## Text section
***

Large Scale Distributed Information Systems (LSDIS) Lab, University of Georgia
Research in Semantic Bioinformatics, Semantic Analytics and Semantic Web Processes. http://lsdis.cs.uga.edu
The LSDIS Lab advances the field of distributed information systems by researching semantic techniques for exploiting heterogeneous multimedia information and improving processes, encompassing the central promise of the Semantic Web initiative. It is pursuing cutting edge research in ontology development for demanding scientific domains, semantic heterogeneity and integration, complex relationships discovery and semantic analytics, and Semantic Web services and processes. Past work of the LSDIS lab can be characterized by keywords: semantic interoperability, syntactic and semantic metadata for text and digital media, metadata based integration of Web content, ontology-driven information systems, multi-ontology query processing, transactional workflows and workflow management. Significant past projects include InfoHarness/VisualHaness, InfoQuilt, OBSERVER, and METEOR.
The LSDIS Lab was established in 1994 with the guidance and direction provided by Dr. Amit P. Sheth with the help of Dr. John A. Miller and Dr. Krzysztof J. Kochut. In 1998, this faculty group was further strengthened by the addition of Dr. I. Budak Arpinar. Currently, the lab consists of fifteen research assistants, majority of them pursuing PhD., and one research staff.

***

## Given records
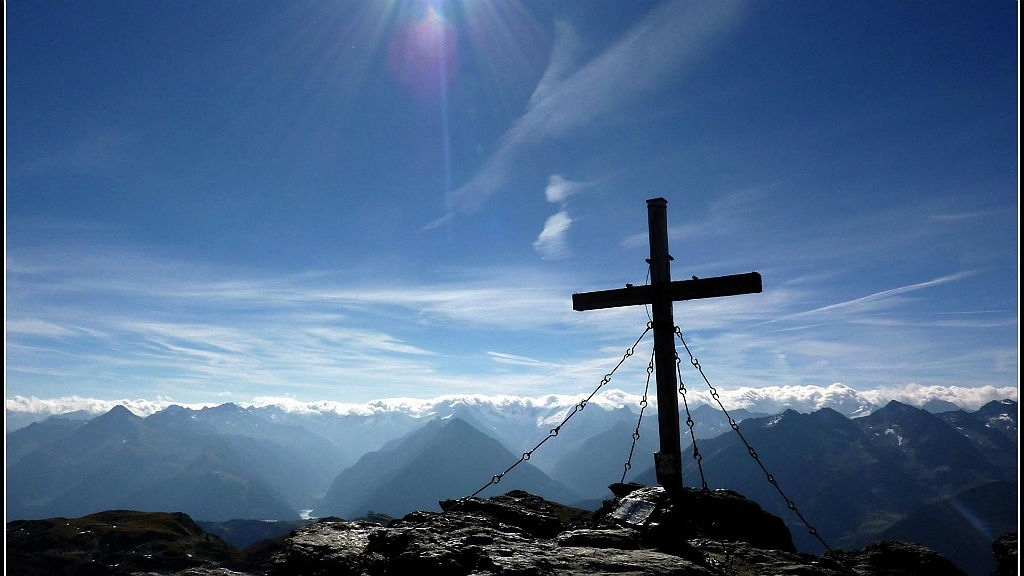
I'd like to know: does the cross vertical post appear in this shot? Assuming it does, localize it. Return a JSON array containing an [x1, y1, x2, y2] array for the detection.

***

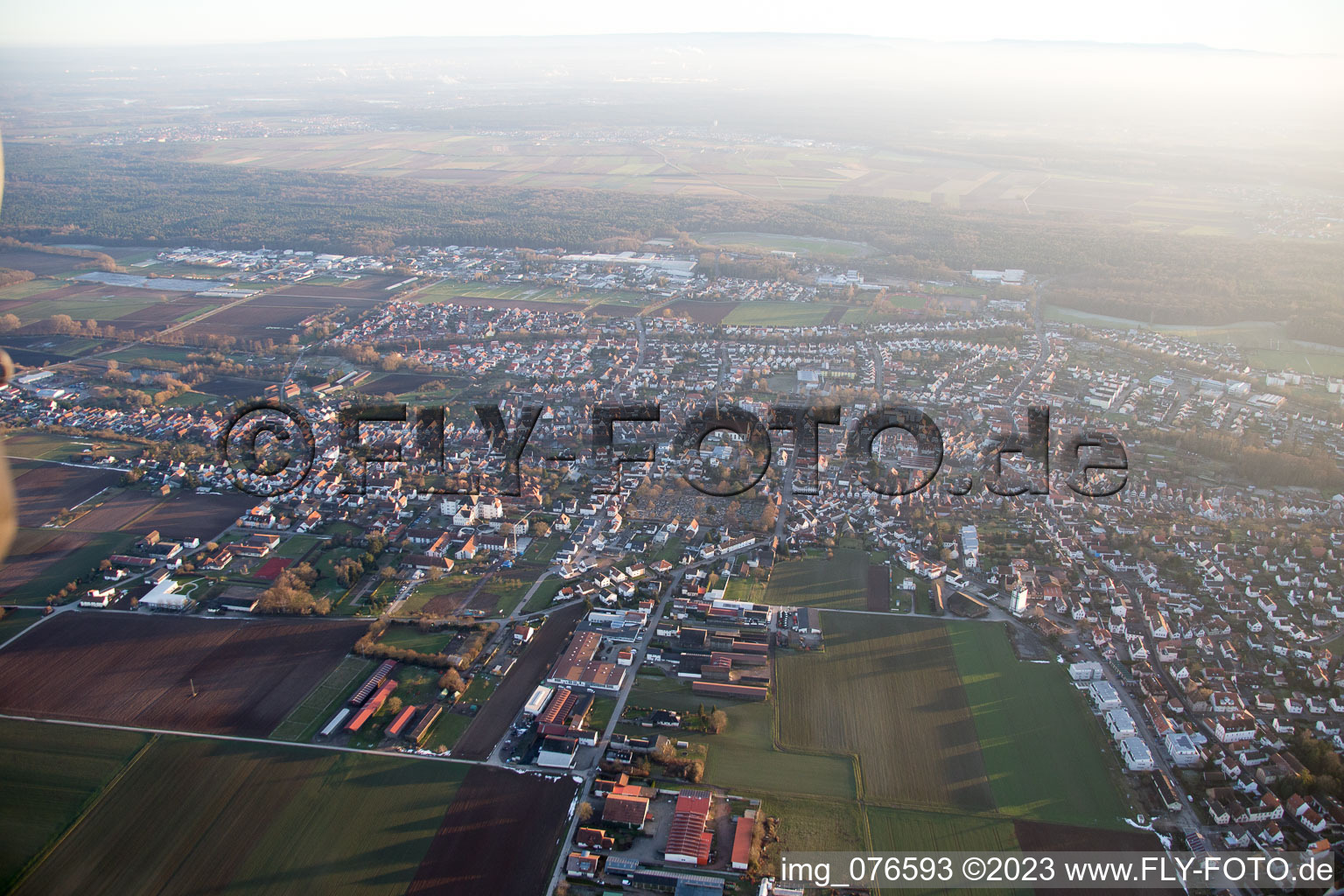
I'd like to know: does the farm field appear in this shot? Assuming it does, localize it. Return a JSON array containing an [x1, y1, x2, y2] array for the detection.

***

## Problem to solve
Write what comes next in the description of the LSDIS Lab at the University of Georgia, shown above before the data, picking up after its final sentence.

## Task answer
LSDIS Lab has delivered on innovation in research with impact on the real world. The LSDIS library consists of a large number of highly cited publications in top journals and conferences. Strong symbiotic relationships have been developed with different industry partners, leading to commercial licenses and technology transfer, patents and contribution to standards activity. The “Video Anywhere” project was licensed to Taalee, Inc. (now Semagix Inc. which offers comprehensive Semantic Web technology based Freedom product for building search, integration and analytics applications), and the METEOR project was licensed to Infocosm, Inc, resulting the METEOR-EAppS product. WSDL-S, a proposal for adding semantics to WSDL, has been proposed to the W3C WSDL committee and our collaborators at the IBM T.J. Watson Research center. The distinguishing feature of our research is that it is often multi-disciplinary, whether exploiting multiple subfields of computer science or working with researchers and professionals in other fields such as bioinformatics, geographical information systems, national and homeland security and healthcare informatics.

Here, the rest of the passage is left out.